ABOUT THIS EXERCISE: Print the listing in its entirety and exactly, leaving out images.

⟨

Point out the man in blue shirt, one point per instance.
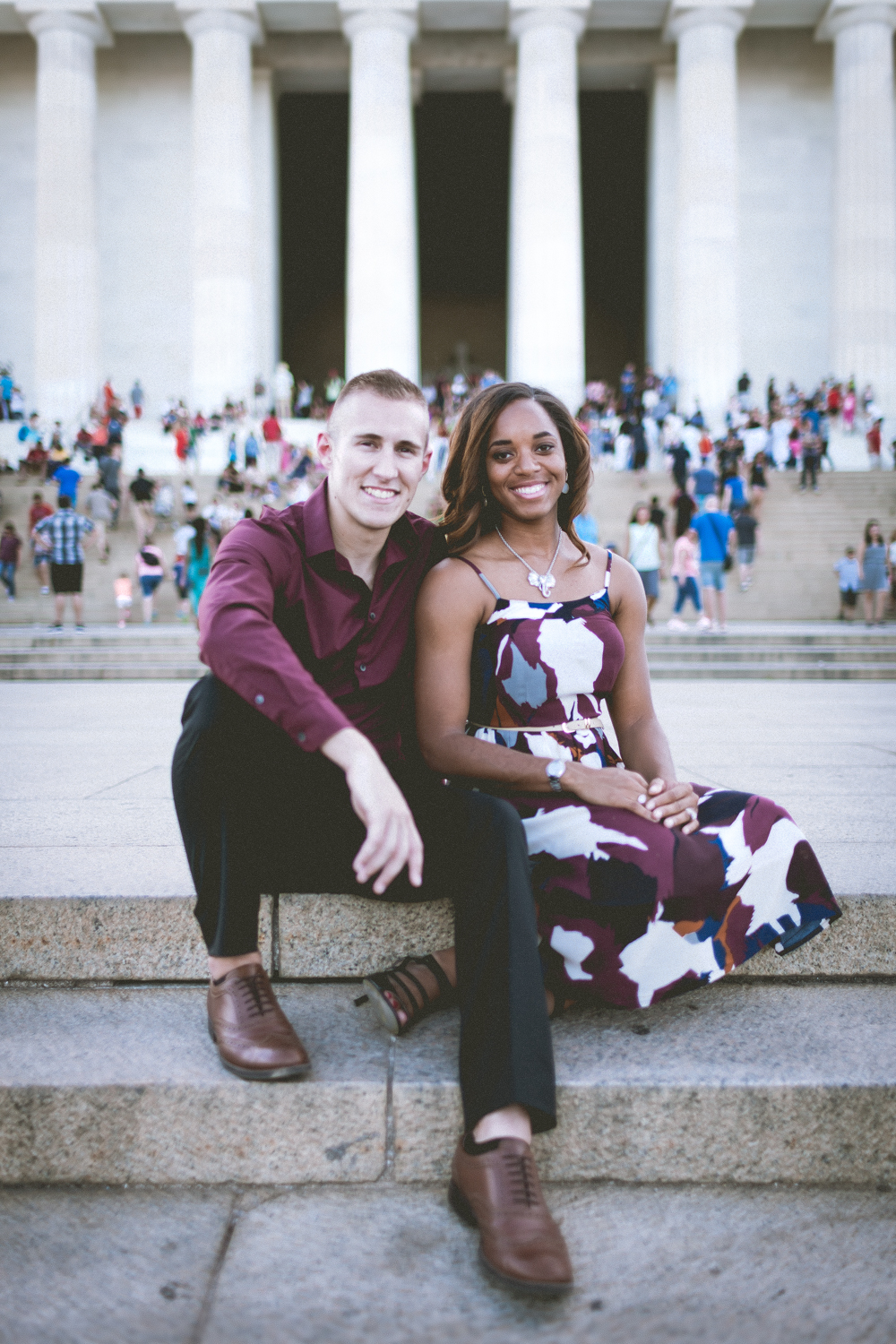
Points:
(67, 478)
(713, 529)
(704, 486)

⟩

YOUR RESPONSE:
Point out the man in blue shirt, one point per instance.
Points:
(67, 478)
(713, 529)
(704, 486)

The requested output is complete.